_RECORDS PROVIDED_
--- BEGIN ---
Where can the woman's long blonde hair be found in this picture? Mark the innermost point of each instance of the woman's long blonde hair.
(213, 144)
--- END ---
--- BEGIN ---
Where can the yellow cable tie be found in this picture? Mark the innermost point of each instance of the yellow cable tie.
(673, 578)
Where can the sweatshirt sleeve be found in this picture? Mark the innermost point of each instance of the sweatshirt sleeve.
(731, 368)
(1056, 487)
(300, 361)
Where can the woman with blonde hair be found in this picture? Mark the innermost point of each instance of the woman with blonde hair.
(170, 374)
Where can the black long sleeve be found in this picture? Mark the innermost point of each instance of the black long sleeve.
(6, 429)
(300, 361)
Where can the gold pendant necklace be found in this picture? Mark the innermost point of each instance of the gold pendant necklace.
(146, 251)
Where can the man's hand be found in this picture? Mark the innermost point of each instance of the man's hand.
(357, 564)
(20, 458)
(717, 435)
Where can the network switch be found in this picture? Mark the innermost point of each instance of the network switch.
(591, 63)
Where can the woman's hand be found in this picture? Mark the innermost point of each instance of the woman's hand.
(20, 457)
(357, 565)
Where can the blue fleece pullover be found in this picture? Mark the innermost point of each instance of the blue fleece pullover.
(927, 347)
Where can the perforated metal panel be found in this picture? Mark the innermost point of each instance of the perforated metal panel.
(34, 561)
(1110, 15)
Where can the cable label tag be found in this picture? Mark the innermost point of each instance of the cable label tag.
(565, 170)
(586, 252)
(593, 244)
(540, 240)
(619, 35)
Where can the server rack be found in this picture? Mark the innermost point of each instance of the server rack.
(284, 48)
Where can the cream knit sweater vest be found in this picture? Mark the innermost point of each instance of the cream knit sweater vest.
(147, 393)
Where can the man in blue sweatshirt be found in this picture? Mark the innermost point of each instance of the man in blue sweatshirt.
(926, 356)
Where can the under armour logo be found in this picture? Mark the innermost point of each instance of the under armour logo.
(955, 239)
--- END ---
--- BEGIN ---
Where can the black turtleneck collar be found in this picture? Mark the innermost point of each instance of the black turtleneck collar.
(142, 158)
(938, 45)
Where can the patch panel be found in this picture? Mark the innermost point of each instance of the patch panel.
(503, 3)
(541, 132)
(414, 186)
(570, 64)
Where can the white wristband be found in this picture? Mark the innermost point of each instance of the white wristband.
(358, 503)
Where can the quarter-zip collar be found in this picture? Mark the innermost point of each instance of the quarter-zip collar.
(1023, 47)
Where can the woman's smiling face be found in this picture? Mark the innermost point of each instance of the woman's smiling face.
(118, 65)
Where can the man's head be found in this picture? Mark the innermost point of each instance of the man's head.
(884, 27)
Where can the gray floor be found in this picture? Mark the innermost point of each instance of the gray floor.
--- END ---
_WORK REQUIRED_
Format the rows from the line with "Where can the man's head" up to and including the line with "Where can the gray" as a numbered list, leaving out any blank lines.

_SOLUTION TO THIS EXERCISE_
1. Where can the man's head be found in this picture? Mark the innermost point of each instance of the man's head.
2. (884, 27)
3. Where can the gray floor be found in this picture? Mark the innermost point of each instance of the gray floor.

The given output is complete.